--- What you have to do ---
The whole listing below is to be copied exactly.

--- Extracted material ---
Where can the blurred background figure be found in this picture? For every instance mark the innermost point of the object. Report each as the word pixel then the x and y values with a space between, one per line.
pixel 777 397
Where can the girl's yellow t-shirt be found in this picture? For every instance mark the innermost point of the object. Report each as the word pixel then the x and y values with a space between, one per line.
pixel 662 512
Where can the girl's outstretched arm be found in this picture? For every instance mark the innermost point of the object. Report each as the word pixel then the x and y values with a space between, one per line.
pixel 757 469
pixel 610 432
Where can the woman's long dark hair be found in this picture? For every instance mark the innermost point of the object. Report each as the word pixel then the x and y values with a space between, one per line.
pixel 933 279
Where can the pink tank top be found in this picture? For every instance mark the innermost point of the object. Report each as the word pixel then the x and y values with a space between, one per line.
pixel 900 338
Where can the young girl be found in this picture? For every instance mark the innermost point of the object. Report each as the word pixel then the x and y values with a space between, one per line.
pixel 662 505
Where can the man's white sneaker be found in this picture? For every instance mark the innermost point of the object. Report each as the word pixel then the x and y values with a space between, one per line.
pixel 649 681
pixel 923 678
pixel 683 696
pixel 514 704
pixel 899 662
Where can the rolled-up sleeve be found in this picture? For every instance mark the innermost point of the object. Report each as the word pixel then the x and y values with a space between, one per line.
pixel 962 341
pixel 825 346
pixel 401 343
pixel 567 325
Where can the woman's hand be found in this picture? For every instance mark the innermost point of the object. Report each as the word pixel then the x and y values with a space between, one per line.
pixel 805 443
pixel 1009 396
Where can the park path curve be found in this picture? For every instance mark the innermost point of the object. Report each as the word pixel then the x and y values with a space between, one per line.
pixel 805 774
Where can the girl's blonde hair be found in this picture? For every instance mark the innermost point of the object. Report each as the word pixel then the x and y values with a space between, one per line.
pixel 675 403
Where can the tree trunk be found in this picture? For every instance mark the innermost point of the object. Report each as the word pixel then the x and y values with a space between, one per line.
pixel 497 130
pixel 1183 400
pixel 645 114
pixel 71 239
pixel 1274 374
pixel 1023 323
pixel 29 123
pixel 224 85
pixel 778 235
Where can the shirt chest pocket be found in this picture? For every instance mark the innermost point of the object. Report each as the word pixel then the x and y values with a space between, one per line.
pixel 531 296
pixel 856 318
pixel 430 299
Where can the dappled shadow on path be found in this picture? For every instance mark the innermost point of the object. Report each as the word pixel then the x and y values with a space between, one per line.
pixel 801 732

--- Answer below ---
Where can the blurred background figure be found in this picture? For every instance mark the innermost point of the object. Report each as the word pixel then the x and y values with a space between, one per line.
pixel 777 397
Where can the girl's yellow t-shirt be found in this picture? For every instance mark the innermost point of the object. Report each as the word pixel then the x and y values with a space between, one per line.
pixel 662 512
Where can the girl's outstretched arm be found in this picture? For every instance mark the innermost point of the object. Report each as the word pixel then the x and y values with a space between, one per line.
pixel 757 469
pixel 610 432
Where can the woman's long dark hair be found in this picture? For every instance mark the innermost point of the object. Report each as the word pixel then the x and y values with a space between, one per line.
pixel 933 279
Where can the pink tank top be found in this picture? For every instance mark the innermost point of the object. Report each as the word pixel then the x and y values with a space between, one per line.
pixel 900 338
Where can the young girl be found in this picture? For every instance mark the innermost point of the object. Report each as the word pixel then the x and y values with a space between, one per line.
pixel 662 505
Where can the man's white sneaker be found in this picture? For every instance mark the innermost point of the object. Report each as the word pixel then the x and y values with a space between, one per line.
pixel 649 681
pixel 923 678
pixel 683 696
pixel 514 704
pixel 899 662
Where can the rolled-up sleeve be found in this picture? For every instance mark the innermost point of the object. Report each as the word pixel then the x and y values with a space between, one per line.
pixel 962 341
pixel 825 346
pixel 401 343
pixel 567 325
Where can the woman's hand be found in this picture? For every instance mark the innermost point of the object. Report each as the word pixel then the x and y values with a space between, one per line.
pixel 805 443
pixel 1009 396
Where can the park path curve be found in this picture? For every instance mark the innermost point of the object. Report each as the word pixel then the x and y values with a space between, one per line.
pixel 805 774
Where can the girl's blonde hair be found in this picture? For every instance mark the innermost point of the object. Report each as the word pixel then the x and y values with a space between, one per line.
pixel 675 403
Where can the tree trunk be found in this picture? For every instance mark the innermost point of the object. Report each as the word pixel then the x and y values with a space between, one per line.
pixel 497 130
pixel 1183 400
pixel 645 114
pixel 71 239
pixel 1274 374
pixel 1023 323
pixel 29 123
pixel 224 85
pixel 778 235
Where can the shirt chest pocket be found in this picture? For every instance mark the innermost point of the object. Report each as the word pixel then the x and y values with a space between, one per line.
pixel 531 296
pixel 856 318
pixel 430 299
Where can the dappled shadow on path be found in this picture? For every instance mark the innermost point of the object. Report each as the word pixel then the x and y values with a space between, one per line.
pixel 801 732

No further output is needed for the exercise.